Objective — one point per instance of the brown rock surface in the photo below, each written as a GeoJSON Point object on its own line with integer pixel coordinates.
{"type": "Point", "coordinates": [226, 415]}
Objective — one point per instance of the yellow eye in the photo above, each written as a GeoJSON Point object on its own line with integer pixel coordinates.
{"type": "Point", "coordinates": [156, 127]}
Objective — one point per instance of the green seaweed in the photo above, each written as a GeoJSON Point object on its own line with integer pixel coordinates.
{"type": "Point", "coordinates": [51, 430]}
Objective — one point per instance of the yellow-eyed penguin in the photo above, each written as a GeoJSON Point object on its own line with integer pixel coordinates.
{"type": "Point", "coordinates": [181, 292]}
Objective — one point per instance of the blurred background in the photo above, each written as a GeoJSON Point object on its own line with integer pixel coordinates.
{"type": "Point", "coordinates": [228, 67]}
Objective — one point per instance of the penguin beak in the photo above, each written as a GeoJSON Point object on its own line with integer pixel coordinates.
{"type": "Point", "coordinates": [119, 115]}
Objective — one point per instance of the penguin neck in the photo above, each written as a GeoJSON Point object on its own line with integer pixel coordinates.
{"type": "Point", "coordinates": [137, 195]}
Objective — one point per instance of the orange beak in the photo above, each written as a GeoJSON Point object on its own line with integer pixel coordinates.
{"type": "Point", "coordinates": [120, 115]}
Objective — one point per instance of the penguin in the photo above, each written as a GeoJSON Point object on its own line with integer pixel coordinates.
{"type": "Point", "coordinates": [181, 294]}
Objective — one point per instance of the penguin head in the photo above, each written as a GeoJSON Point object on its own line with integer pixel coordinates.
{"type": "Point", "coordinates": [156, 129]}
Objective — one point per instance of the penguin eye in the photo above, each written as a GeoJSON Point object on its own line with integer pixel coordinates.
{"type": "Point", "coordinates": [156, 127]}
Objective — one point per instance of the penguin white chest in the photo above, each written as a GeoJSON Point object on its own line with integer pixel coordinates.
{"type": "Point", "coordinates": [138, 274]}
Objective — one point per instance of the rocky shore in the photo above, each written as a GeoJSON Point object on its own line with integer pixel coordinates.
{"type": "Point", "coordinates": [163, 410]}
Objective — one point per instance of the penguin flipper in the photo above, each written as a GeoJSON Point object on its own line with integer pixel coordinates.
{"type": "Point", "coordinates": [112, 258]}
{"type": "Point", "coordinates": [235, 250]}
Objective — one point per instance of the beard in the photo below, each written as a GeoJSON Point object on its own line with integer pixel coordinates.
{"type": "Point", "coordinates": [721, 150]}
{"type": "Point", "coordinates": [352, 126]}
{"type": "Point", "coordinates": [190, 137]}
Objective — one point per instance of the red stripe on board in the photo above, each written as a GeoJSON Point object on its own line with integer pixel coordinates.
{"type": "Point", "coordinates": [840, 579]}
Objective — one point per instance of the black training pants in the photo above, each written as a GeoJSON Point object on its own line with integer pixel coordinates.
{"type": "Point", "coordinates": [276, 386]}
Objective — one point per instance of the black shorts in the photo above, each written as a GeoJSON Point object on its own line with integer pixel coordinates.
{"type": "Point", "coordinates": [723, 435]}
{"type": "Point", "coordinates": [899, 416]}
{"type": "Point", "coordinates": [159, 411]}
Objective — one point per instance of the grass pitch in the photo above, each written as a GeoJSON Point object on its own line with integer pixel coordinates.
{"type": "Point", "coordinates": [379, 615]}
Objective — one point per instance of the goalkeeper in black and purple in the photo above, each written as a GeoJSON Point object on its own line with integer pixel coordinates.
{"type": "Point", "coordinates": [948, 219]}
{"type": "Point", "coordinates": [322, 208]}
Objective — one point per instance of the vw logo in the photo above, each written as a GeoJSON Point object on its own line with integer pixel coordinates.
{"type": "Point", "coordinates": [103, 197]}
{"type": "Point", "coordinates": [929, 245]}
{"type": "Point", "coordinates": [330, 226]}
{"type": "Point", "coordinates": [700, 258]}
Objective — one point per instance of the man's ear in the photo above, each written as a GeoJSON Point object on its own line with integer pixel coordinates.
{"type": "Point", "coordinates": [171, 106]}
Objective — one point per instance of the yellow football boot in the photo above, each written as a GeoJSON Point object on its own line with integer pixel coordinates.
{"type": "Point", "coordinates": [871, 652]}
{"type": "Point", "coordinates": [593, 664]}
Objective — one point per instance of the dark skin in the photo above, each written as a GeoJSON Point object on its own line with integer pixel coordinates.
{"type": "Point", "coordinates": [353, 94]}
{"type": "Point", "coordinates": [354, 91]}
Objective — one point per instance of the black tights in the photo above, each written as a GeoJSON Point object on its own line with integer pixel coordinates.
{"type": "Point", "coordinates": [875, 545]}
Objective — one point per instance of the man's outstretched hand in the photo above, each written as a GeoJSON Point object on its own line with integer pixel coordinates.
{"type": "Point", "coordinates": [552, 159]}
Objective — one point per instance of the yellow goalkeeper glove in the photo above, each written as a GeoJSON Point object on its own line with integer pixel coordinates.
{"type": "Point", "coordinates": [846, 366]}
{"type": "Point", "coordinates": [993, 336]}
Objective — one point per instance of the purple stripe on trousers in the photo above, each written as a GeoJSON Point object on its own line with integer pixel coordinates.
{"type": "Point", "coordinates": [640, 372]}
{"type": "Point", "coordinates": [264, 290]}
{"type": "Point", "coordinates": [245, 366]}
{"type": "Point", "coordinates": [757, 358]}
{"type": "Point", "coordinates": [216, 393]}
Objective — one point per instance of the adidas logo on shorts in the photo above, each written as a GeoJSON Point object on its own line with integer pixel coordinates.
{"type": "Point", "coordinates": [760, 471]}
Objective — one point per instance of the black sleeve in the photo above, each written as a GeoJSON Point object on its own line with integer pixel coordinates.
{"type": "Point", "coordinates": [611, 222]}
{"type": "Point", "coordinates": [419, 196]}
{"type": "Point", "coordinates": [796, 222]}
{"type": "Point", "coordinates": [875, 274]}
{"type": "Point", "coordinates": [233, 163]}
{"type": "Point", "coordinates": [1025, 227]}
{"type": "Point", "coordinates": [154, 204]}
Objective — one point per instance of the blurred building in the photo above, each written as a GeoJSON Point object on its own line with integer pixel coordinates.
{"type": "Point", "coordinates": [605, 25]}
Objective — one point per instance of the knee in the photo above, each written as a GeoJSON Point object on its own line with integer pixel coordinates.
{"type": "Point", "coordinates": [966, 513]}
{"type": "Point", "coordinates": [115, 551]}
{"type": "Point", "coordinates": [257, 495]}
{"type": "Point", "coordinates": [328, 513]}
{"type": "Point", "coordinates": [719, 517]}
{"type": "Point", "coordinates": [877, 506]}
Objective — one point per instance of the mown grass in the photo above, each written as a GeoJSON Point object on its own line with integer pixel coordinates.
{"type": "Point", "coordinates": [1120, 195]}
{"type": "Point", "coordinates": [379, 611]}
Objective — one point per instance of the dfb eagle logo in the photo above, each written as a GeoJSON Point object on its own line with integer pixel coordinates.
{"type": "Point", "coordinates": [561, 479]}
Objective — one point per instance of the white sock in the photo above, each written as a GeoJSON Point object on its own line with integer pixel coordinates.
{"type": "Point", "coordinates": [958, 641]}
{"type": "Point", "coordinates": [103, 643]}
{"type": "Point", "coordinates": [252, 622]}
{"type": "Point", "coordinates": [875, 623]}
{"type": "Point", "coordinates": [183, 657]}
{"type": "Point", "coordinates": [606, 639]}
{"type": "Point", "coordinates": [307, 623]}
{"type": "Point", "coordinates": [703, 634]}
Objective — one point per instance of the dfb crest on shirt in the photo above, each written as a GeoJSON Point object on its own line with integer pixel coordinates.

_Problem description_. Starting at the line that contains "Objective — one point per instance of the white", copy each line exactly through the end of the listing above. Include that first line and the last one, and add nothing.

_Worked answer_.
Objective — one point per instance of the white sock in the photo above, each written as a GeoJSON Point object on its own line with integer pixel coordinates.
{"type": "Point", "coordinates": [958, 641]}
{"type": "Point", "coordinates": [103, 643]}
{"type": "Point", "coordinates": [252, 622]}
{"type": "Point", "coordinates": [875, 623]}
{"type": "Point", "coordinates": [183, 657]}
{"type": "Point", "coordinates": [606, 639]}
{"type": "Point", "coordinates": [307, 623]}
{"type": "Point", "coordinates": [703, 634]}
Objective — one point per instance of the dfb crest on shirt in the photo above, each written as a GeoJSON Point object on its own line with integer pixel coordinates.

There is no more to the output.